— Start Dataset extract —

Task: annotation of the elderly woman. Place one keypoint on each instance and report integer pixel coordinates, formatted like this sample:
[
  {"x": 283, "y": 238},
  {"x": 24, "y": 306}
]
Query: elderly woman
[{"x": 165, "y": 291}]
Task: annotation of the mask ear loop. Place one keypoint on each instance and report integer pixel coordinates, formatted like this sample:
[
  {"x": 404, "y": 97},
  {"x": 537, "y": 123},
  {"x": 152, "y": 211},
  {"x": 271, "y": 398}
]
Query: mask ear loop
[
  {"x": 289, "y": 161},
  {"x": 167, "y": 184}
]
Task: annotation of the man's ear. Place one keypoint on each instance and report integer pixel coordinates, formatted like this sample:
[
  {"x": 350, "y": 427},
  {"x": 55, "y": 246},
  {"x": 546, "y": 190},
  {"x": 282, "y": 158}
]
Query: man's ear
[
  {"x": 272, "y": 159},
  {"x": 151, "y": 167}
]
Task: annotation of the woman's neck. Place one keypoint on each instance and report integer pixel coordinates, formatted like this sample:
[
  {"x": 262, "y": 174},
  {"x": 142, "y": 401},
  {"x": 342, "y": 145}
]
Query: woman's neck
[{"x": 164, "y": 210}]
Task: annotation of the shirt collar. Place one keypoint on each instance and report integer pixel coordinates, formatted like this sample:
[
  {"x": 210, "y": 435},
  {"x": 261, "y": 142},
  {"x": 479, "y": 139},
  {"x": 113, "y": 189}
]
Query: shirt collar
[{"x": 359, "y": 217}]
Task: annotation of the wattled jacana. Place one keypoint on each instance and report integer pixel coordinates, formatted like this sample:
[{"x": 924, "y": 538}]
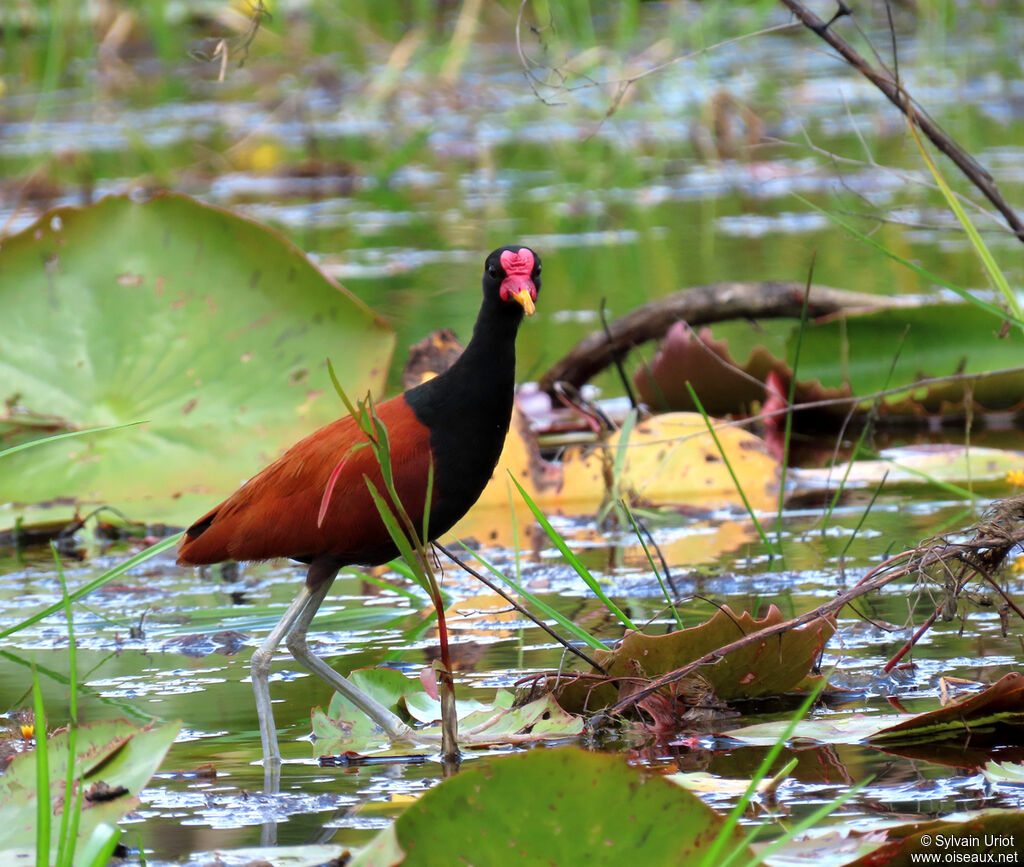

— End Dataset extract —

Count the lines in the records above that contain the string "report", treating uppercase and lowercase as different. Reply with only the number.

The output: 6